● DOCUMENT
From 8f134c09c6555c59ee2f65b39ef51ddefd8bf7a6 Mon Sep 17 00:00:00 2001
From: Pierre Riteau <pierre@stackhpc.com>
Date: Mon, 13 Dec 2021 18:14:40 +0100
Subject: [PATCH 2/3] Update Elasticsearch Curator information

---
 source/operations_and_monitoring.rst | 13 +++++++++----
 1 file changed, 9 insertions(+), 4 deletions(-)

diff --git a/source/operations_and_monitoring.rst b/source/operations_and_monitoring.rst
index 9809e77..f6b36e8 100644
--- a/source/operations_and_monitoring.rst
+++ b/source/operations_and_monitoring.rst
@@ -591,21 +591,26 @@ perform the following cleanup procedure regularly:
 
 Elasticsearch indexes retention
 ===============================
-To enable and alter default rotation values for Elasticsearch Curator edit ``${KAYOBE_CONFIG_PATH}/kolla/globals.yml`` - This applies both to Monasca and Central Logging configurations.

● RECORDS PROVIDED
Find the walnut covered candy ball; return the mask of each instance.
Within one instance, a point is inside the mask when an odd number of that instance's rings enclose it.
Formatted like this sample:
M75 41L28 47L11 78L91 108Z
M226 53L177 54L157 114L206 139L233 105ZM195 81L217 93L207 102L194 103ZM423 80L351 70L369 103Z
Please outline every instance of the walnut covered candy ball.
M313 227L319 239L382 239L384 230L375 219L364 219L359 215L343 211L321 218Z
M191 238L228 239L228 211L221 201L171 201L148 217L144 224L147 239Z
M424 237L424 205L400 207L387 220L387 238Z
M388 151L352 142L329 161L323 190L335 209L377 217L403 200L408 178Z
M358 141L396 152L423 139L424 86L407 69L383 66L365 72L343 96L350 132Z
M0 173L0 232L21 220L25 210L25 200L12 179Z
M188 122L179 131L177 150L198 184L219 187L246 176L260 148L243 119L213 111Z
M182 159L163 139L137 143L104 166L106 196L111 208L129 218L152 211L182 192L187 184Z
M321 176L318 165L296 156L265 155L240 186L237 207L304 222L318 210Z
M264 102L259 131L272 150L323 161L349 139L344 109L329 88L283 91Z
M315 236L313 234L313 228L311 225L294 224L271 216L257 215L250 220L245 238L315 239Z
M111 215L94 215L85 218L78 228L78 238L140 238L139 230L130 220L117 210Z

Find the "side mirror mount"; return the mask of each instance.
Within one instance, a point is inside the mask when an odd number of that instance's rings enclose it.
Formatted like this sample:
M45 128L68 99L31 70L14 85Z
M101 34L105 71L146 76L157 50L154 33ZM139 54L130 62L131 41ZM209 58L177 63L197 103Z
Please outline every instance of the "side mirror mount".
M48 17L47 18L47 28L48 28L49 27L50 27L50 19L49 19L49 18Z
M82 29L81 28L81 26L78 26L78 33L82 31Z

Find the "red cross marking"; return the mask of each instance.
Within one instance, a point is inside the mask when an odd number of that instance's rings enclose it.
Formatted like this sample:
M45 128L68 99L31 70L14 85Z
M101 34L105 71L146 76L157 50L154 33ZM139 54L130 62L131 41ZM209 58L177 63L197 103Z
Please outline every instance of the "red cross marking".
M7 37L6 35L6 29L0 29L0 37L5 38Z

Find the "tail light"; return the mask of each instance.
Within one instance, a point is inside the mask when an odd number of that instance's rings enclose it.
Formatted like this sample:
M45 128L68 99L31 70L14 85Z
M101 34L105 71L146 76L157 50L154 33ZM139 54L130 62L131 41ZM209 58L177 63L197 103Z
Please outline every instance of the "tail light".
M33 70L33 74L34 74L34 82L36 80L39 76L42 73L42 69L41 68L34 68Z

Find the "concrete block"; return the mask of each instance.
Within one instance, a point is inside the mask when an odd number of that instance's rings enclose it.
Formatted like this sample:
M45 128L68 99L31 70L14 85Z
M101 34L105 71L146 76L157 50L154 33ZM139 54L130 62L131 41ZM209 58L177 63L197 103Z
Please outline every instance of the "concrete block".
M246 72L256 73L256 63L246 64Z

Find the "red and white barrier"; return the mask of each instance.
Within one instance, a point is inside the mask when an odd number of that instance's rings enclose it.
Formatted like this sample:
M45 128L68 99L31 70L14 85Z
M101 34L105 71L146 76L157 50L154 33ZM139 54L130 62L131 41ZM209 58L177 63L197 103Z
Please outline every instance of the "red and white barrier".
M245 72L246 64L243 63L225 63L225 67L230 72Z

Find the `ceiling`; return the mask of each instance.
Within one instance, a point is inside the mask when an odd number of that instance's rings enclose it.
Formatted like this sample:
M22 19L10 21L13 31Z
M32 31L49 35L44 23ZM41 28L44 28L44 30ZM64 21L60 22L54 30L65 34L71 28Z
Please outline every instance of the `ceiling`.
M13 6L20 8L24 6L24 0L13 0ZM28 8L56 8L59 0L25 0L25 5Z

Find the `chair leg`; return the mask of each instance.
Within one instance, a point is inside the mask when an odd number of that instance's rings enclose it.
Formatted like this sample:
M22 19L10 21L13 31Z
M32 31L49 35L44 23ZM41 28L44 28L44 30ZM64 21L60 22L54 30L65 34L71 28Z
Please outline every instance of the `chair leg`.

● WHAT YOU WILL DO
- a) From the header of the patch, list each field written as a name, a colon, and a value, giving the value for each.
- b) Retype the patch word for word, starting at the words "diff --git a/source/operations_and_monitoring.rst" and stopping after "Central Logging configurations.".
The records play no part in what is asked here.

● THE ANSWERS
- a)
From: Pierre Riteau <pierre@stackhpc.com>
Date: Mon, 13 Dec 2021 18:14:40 +0100
Subject: [PATCH 2/3] Update Elasticsearch Curator information

- b)
diff --git a/source/operations_and_monitoring.rst b/source/operations_and_monitoring.rst
index 9809e77..f6b36e8 100644
--- a/source/operations_and_monitoring.rst
+++ b/source/operations_and_monitoring.rst
@@ -591,21 +591,26 @@ perform the following cleanup procedure regularly:
 
 Elasticsearch indexes retention
 ===============================
-To enable and alter default rotation values for Elasticsearch Curator edit ``${KAYOBE_CONFIG_PATH}/kolla/globals.yml`` - This applies both to Monasca and Central Logging configurations.